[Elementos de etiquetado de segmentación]
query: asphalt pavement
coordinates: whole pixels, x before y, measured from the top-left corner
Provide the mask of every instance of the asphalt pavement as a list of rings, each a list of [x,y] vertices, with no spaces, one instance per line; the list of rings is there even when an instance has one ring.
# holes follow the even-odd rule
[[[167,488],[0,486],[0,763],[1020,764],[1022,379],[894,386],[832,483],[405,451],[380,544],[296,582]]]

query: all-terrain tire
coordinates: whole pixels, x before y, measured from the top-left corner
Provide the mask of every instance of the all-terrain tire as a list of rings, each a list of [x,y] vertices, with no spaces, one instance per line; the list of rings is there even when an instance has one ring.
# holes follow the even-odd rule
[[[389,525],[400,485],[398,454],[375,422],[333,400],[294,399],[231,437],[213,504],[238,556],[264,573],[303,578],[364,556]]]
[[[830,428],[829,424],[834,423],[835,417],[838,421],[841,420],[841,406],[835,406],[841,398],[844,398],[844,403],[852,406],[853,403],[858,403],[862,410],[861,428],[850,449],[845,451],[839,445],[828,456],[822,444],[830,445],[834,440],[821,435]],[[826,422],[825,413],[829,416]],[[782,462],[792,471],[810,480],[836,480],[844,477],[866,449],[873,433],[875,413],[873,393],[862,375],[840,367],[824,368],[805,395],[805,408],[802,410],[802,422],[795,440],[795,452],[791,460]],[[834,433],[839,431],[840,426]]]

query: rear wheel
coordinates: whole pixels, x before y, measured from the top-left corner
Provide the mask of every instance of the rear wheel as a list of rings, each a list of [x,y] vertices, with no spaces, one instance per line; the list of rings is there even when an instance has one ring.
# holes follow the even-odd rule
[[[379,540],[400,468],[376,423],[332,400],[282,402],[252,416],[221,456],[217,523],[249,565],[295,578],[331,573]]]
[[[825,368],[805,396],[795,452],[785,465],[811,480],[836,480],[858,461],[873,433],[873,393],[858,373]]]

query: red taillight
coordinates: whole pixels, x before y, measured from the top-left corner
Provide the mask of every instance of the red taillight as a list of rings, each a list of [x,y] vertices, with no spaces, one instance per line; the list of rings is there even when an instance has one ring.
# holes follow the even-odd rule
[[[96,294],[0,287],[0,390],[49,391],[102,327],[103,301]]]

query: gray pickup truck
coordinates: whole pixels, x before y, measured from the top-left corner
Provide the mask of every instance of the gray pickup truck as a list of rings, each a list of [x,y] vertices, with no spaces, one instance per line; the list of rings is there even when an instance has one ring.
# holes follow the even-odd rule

- **Tarea**
Reescribe todas las entradas anteriores cambiando "top-left corner" por "upper-left corner", sin modificar nada más.

- **Respuesta**
query: asphalt pavement
coordinates: whole pixels, x before y, measured from the upper-left corner
Provide the mask of every instance of the asphalt pavement as a list of rings, each a list of [x,y] vertices, with no spaces, one instance per line; the list of rings is there even when an instance has one ring.
# holes follow the even-odd rule
[[[167,488],[0,486],[0,763],[1020,764],[1022,379],[894,386],[832,483],[405,451],[380,544],[296,582]]]

query: all-terrain tire
coordinates: whole pixels, x before y, measured from the upper-left corner
Provide the mask of every instance of the all-terrain tire as a list of rings, each a list of [x,y] vertices, with no spaces, one instance per line; the list of rings is there even when an instance has one ring.
# holes follow the even-odd rule
[[[389,525],[400,485],[398,454],[375,422],[333,400],[294,399],[231,437],[213,504],[238,556],[264,573],[303,578],[364,556]]]
[[[830,428],[829,424],[834,423],[835,417],[838,421],[841,420],[841,406],[835,406],[841,398],[844,398],[844,403],[852,406],[853,403],[858,403],[862,410],[861,428],[850,449],[845,451],[839,445],[828,456],[822,444],[830,445],[834,440],[821,435]],[[826,422],[825,413],[829,416]],[[782,462],[792,471],[810,480],[836,480],[844,477],[866,449],[873,433],[875,413],[873,393],[862,375],[840,367],[824,368],[805,395],[805,408],[802,410],[802,422],[795,440],[795,452],[791,460]],[[834,433],[839,431],[840,426]]]

query: rear wheel
coordinates: whole pixels, x before y, measured from the upper-left corner
Provide the mask of every instance of the rear wheel as a list of rings, each a list of [x,y] vertices, with no spaces, one instance per line; the list of rings is there even when an instance has one ring.
# holes follow the even-odd rule
[[[379,540],[400,468],[376,423],[332,400],[282,402],[252,416],[221,456],[217,523],[249,565],[295,578],[331,573]]]
[[[825,368],[805,396],[795,452],[785,465],[811,480],[836,480],[858,461],[873,433],[873,393],[858,373]]]

query: red taillight
coordinates: whole pixels, x before y, measured from the upper-left corner
Provide the mask of every instance of the red taillight as a list of rings, each a list of [x,y] vertices, with no spaces, one instance per line; the list of rings is there even when an instance has one ring.
# holes follow the even-odd rule
[[[96,294],[0,287],[0,390],[49,391],[102,327],[103,301]]]

query: gray pickup truck
coordinates: whole pixels, x before y, measured from the upper-left corner
Provide the mask of every instance of the gray pickup truck as a list of rings, each a list of [x,y] vertices, with no spaces, one instance per line; the list of rings is there even when an instance has one ring.
# holes follow the even-odd rule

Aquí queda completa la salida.